◆ **WHAT IS EXPECTED**:
Copy the records below word for word, starting at the line that contains "the face's eye" and stopping after the line that contains "left=121, top=379, right=140, bottom=395", with both of those lines included.

-=-=-=-=-

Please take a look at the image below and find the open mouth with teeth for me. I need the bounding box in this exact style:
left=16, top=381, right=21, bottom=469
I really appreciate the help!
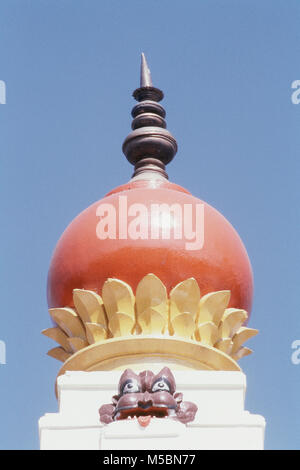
left=114, top=406, right=174, bottom=427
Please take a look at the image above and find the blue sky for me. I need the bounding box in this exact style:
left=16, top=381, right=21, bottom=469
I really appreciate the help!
left=0, top=0, right=300, bottom=449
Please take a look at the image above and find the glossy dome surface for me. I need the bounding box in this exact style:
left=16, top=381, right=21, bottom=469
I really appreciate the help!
left=48, top=180, right=253, bottom=312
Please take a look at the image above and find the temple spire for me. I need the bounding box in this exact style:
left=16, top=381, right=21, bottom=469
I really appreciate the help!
left=122, top=53, right=177, bottom=178
left=140, top=52, right=153, bottom=88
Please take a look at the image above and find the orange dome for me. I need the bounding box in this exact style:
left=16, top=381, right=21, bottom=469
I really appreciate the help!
left=48, top=180, right=253, bottom=318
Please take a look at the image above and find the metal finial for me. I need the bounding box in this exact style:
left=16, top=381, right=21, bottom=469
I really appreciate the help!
left=122, top=53, right=177, bottom=178
left=133, top=52, right=164, bottom=102
left=140, top=52, right=153, bottom=88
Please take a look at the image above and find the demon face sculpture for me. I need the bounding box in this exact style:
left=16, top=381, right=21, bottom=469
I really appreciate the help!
left=99, top=367, right=198, bottom=427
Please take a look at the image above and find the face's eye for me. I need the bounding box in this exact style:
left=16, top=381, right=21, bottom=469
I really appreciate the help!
left=151, top=378, right=170, bottom=392
left=121, top=379, right=140, bottom=395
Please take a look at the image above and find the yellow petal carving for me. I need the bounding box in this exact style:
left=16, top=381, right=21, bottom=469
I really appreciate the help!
left=135, top=274, right=168, bottom=332
left=197, top=321, right=218, bottom=346
left=198, top=290, right=230, bottom=326
left=219, top=308, right=248, bottom=338
left=47, top=347, right=72, bottom=362
left=138, top=307, right=166, bottom=335
left=232, top=326, right=258, bottom=354
left=85, top=323, right=107, bottom=344
left=73, top=289, right=107, bottom=326
left=232, top=348, right=253, bottom=361
left=68, top=338, right=89, bottom=352
left=170, top=278, right=200, bottom=321
left=102, top=279, right=135, bottom=337
left=109, top=312, right=135, bottom=338
left=49, top=308, right=86, bottom=339
left=102, top=279, right=134, bottom=321
left=215, top=338, right=233, bottom=354
left=42, top=327, right=72, bottom=353
left=172, top=312, right=195, bottom=339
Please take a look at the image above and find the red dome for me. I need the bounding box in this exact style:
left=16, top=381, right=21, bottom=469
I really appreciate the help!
left=48, top=180, right=253, bottom=312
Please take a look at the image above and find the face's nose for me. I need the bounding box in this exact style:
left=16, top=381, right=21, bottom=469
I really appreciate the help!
left=138, top=392, right=153, bottom=408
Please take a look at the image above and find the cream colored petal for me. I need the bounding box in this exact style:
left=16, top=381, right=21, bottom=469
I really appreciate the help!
left=170, top=278, right=200, bottom=321
left=231, top=348, right=253, bottom=361
left=215, top=338, right=233, bottom=354
left=232, top=326, right=258, bottom=354
left=42, top=327, right=72, bottom=353
left=197, top=290, right=230, bottom=326
left=73, top=289, right=107, bottom=325
left=135, top=274, right=168, bottom=316
left=102, top=279, right=135, bottom=323
left=47, top=347, right=72, bottom=362
left=49, top=308, right=86, bottom=339
left=68, top=338, right=89, bottom=353
left=138, top=307, right=166, bottom=335
left=85, top=323, right=107, bottom=344
left=197, top=321, right=218, bottom=346
left=172, top=312, right=196, bottom=339
left=219, top=308, right=248, bottom=338
left=109, top=312, right=135, bottom=337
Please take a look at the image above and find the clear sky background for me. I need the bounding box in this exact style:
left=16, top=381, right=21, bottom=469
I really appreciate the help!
left=0, top=0, right=300, bottom=449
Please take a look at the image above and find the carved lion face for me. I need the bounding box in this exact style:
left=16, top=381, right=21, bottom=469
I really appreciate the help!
left=99, top=367, right=197, bottom=426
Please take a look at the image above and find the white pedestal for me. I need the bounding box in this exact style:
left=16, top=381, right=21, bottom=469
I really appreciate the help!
left=39, top=371, right=265, bottom=450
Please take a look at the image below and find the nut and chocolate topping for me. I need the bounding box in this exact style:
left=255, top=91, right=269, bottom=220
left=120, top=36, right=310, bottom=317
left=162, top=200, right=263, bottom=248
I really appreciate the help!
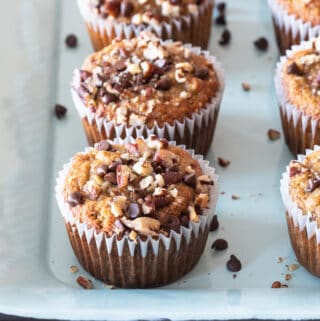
left=289, top=151, right=320, bottom=221
left=281, top=38, right=320, bottom=118
left=63, top=136, right=213, bottom=238
left=84, top=0, right=207, bottom=25
left=73, top=32, right=219, bottom=128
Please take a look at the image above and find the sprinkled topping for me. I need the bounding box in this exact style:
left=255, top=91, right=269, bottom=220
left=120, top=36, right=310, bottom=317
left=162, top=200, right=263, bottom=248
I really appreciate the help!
left=63, top=136, right=214, bottom=239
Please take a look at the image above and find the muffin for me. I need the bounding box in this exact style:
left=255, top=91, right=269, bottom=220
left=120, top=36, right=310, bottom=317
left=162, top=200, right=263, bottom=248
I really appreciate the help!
left=72, top=33, right=224, bottom=154
left=56, top=136, right=218, bottom=288
left=78, top=0, right=214, bottom=51
left=268, top=0, right=320, bottom=55
left=275, top=39, right=320, bottom=154
left=281, top=146, right=320, bottom=276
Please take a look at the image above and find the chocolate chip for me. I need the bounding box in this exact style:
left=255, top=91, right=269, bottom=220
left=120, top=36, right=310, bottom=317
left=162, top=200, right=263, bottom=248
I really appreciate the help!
left=219, top=29, right=231, bottom=46
left=94, top=140, right=112, bottom=151
left=121, top=1, right=134, bottom=17
left=227, top=255, right=242, bottom=272
left=306, top=178, right=320, bottom=193
left=215, top=13, right=227, bottom=26
left=268, top=129, right=281, bottom=140
left=210, top=215, right=220, bottom=232
left=104, top=172, right=117, bottom=185
left=211, top=239, right=228, bottom=251
left=218, top=157, right=230, bottom=167
left=162, top=172, right=182, bottom=185
left=154, top=77, right=171, bottom=91
left=289, top=166, right=301, bottom=177
left=153, top=195, right=171, bottom=208
left=96, top=164, right=108, bottom=177
left=54, top=104, right=67, bottom=119
left=287, top=62, right=304, bottom=76
left=183, top=173, right=197, bottom=188
left=114, top=59, right=127, bottom=71
left=253, top=37, right=269, bottom=51
left=194, top=67, right=209, bottom=80
left=65, top=34, right=78, bottom=48
left=164, top=215, right=181, bottom=233
left=68, top=192, right=83, bottom=207
left=128, top=203, right=141, bottom=219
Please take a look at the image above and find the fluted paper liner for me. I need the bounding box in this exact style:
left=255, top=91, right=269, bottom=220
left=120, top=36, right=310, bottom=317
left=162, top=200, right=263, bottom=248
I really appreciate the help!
left=268, top=0, right=320, bottom=54
left=280, top=146, right=320, bottom=276
left=275, top=41, right=320, bottom=155
left=56, top=138, right=218, bottom=288
left=71, top=44, right=224, bottom=155
left=78, top=0, right=214, bottom=51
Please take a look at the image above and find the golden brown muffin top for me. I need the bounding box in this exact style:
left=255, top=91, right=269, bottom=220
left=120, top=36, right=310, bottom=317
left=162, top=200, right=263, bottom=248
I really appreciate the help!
left=63, top=136, right=213, bottom=239
left=73, top=33, right=219, bottom=128
left=87, top=0, right=206, bottom=25
left=281, top=38, right=320, bottom=118
left=278, top=0, right=320, bottom=26
left=289, top=151, right=320, bottom=225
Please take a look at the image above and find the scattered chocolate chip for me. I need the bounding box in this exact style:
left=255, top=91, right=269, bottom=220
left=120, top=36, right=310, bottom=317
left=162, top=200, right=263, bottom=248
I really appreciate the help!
left=253, top=37, right=269, bottom=51
left=219, top=29, right=231, bottom=46
left=183, top=173, right=197, bottom=188
left=65, top=34, right=78, bottom=48
left=210, top=215, right=220, bottom=232
left=77, top=275, right=93, bottom=290
left=218, top=157, right=230, bottom=167
left=194, top=67, right=209, bottom=80
left=154, top=77, right=171, bottom=91
left=96, top=164, right=108, bottom=177
left=241, top=82, right=251, bottom=91
left=211, top=239, right=228, bottom=251
left=54, top=104, right=67, bottom=119
left=164, top=215, right=181, bottom=233
left=227, top=255, right=242, bottom=272
left=306, top=178, right=320, bottom=193
left=287, top=62, right=304, bottom=76
left=268, top=129, right=281, bottom=141
left=128, top=203, right=141, bottom=219
left=215, top=13, right=227, bottom=26
left=103, top=172, right=117, bottom=185
left=162, top=172, right=182, bottom=185
left=94, top=140, right=112, bottom=151
left=68, top=192, right=83, bottom=207
left=271, top=281, right=281, bottom=289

-=-=-=-=-

◆ **TASK SOLUTION**:
Please take a look at the image above and find the face's eye for me. I need the bounding box in this exact style:
left=16, top=381, right=21, bottom=469
I really appreciate the help!
left=151, top=378, right=170, bottom=392
left=121, top=379, right=140, bottom=395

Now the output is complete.